→ Given problem 1
Pick out every line of the listing below that contains the string "dress", and copy each one. Case counts.

→ Source
[start]

Re: Why set .suppress_bind_attrs even though .remove() implemented?
From: Johan Hovold
Date: Tue Jul 26 2022 - 05:56:55 EST
On Mon, Jul 25, 2022 at 06:35:27PM +0100, Marc Zyngier wrote:
> On Mon, 25 Jul 2022 16:18:48 +0100,
> Johan Hovold <johan@xxxxxxxxxx> wrote:
> > Since when is unloading modules something that is expected to work
> > perfectly? I keep hearing "well, don't do that then" when someone
> > complains about unloading this module while doing this or that broke
> > something. (And it's only root that can unload modules in the first
> > place.)
>
> Well, maybe I have higher standards. For the stuff I maintain, I now
> point-blank refuse to support module unloading if this can result in a
> crash. Or worse.

[end]

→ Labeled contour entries
[start]

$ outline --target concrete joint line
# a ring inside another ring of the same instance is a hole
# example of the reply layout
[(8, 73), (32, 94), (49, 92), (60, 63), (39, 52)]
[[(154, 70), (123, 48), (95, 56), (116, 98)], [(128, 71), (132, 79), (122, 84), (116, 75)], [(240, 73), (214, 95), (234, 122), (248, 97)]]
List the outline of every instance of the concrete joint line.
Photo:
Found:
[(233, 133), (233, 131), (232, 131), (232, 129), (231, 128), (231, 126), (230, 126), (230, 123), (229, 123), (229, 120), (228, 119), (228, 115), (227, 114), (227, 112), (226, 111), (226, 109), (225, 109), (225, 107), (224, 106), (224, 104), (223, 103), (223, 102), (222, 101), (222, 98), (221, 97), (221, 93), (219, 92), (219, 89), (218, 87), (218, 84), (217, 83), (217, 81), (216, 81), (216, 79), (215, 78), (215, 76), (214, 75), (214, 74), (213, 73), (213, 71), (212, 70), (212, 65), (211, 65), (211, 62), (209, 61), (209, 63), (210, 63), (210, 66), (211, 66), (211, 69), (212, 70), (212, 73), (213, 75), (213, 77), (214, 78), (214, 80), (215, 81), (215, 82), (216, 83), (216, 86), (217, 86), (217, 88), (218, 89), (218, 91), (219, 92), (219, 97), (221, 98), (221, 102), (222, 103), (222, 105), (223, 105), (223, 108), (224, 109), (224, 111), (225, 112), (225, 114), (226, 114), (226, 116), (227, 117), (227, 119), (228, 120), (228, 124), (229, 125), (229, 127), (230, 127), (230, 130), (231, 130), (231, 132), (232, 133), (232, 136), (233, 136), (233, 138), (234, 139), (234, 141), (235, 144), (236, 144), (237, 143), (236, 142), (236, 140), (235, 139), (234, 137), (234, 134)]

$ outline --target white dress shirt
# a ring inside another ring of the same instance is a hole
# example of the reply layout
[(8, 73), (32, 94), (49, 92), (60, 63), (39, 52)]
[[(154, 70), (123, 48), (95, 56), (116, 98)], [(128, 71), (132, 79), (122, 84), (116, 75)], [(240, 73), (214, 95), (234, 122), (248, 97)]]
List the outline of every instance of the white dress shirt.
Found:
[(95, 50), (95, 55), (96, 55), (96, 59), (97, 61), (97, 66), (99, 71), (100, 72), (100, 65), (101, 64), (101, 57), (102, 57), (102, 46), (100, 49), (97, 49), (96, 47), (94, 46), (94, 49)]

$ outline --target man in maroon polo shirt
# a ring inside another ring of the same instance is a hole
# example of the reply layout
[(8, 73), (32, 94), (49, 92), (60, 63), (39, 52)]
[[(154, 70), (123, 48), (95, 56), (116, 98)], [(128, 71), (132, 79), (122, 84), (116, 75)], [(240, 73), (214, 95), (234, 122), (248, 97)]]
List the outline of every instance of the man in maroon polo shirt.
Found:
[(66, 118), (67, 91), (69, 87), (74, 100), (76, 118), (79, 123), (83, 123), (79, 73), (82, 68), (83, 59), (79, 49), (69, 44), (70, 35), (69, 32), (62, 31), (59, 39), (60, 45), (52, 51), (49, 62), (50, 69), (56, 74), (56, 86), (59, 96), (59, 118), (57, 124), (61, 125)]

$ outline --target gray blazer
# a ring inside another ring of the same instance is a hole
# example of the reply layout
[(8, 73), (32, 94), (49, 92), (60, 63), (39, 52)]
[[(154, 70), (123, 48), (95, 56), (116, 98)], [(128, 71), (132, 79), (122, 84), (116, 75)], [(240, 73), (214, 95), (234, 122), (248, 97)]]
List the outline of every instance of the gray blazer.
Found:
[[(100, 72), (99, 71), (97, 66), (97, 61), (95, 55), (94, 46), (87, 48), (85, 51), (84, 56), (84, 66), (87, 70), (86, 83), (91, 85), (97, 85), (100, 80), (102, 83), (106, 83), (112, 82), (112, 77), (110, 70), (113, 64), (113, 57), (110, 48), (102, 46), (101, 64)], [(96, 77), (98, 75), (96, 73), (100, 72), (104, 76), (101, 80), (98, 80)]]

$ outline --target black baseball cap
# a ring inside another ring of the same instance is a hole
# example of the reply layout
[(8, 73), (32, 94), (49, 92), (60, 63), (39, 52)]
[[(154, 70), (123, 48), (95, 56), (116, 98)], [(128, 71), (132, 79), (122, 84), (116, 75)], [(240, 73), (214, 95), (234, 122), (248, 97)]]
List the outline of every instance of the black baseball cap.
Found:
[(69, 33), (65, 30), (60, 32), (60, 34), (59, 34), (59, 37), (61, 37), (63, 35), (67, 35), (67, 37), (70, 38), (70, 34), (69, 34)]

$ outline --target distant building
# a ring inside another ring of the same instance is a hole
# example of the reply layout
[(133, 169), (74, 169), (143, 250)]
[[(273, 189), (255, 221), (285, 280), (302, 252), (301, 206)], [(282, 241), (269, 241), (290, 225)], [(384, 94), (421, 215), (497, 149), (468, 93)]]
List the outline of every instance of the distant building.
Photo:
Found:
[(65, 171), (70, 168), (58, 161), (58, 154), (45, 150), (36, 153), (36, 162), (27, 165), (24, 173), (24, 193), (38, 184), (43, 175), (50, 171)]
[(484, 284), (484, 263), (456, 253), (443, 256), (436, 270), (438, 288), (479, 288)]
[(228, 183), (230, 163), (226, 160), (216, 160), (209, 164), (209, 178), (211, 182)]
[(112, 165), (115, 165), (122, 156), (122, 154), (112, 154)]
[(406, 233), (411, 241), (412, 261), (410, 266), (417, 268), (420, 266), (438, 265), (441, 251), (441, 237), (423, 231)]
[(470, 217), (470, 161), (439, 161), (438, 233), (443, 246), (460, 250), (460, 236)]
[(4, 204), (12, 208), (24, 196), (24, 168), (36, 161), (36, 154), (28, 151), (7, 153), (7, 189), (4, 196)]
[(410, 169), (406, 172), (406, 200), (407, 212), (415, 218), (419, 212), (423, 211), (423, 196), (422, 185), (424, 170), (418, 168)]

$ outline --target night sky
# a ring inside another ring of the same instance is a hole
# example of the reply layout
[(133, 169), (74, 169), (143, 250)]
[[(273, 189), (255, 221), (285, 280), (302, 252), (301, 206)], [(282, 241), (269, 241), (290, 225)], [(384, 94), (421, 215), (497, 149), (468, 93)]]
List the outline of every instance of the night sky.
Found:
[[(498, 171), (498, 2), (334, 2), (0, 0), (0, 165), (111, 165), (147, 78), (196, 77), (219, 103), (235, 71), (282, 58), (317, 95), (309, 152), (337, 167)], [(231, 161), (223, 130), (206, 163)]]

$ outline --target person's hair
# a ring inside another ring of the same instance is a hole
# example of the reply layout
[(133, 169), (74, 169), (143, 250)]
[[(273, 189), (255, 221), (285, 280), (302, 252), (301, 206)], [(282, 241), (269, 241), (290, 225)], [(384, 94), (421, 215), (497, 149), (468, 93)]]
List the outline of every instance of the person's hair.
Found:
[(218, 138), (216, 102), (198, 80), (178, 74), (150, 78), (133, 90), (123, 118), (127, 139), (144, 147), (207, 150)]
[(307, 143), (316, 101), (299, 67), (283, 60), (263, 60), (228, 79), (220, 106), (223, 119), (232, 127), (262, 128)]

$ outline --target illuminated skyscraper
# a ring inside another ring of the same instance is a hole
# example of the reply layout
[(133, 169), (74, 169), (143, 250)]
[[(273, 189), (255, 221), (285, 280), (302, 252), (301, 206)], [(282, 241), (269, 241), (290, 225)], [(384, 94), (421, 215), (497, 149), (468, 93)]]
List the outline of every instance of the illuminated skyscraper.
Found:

[end]

→ Given problem 2
Output the passage of the mailing-list reply above starting at "From: Johan Hovold" and ending at "crash. Or worse.".

→ Exercise answer 1
$ outline --target white dress shirt
List the outline of every instance of the white dress shirt.

→ Exercise answer 2
From: Johan Hovold
Date: Tue Jul 26 2022 - 05:56:55 EST
On Mon, Jul 25, 2022 at 06:35:27PM +0100, Marc Zyngier wrote:
> On Mon, 25 Jul 2022 16:18:48 +0100,
> Johan Hovold <johan@xxxxxxxxxx> wrote:
> > Since when is unloading modules something that is expected to work
> > perfectly? I keep hearing "well, don't do that then" when someone
> > complains about unloading this module while doing this or that broke
> > something. (And it's only root that can unload modules in the first
> > place.)
>
> Well, maybe I have higher standards. For the stuff I maintain, I now
> point-blank refuse to support module unloading if this can result in a
> crash. Or worse.